[Items listed in a dataset]

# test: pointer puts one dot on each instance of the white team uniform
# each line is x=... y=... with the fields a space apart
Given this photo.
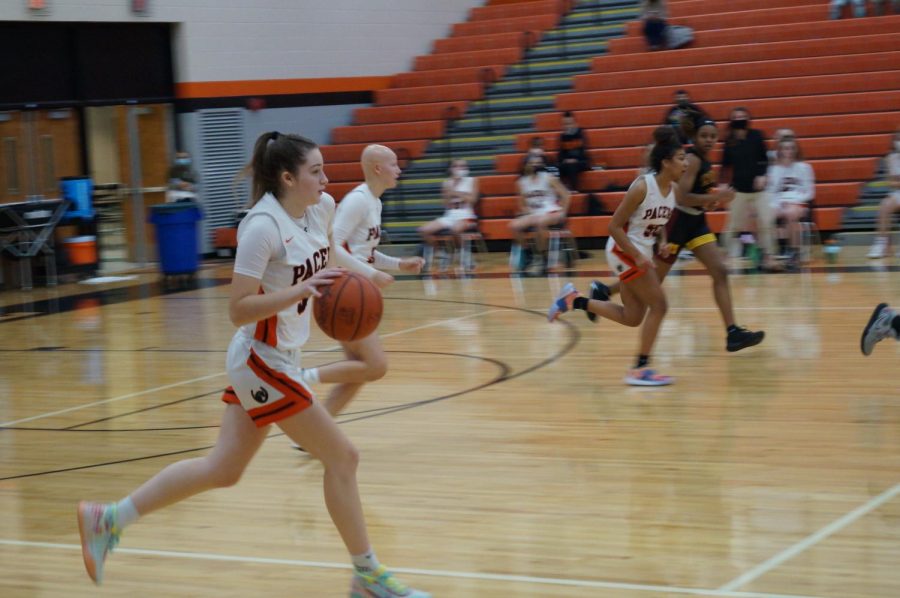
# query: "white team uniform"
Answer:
x=263 y=361
x=459 y=210
x=540 y=197
x=358 y=223
x=642 y=228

GOAL OF THE EXERCISE
Please print exactly the lines from the line containing "# each line" through the end of the records above, both included, leaving out every picture.

PROBLEM SOLUTION
# each line is x=... y=... with the fields a space apart
Given this photo.
# query: "white team uniform"
Answer:
x=263 y=361
x=459 y=210
x=540 y=197
x=358 y=223
x=642 y=228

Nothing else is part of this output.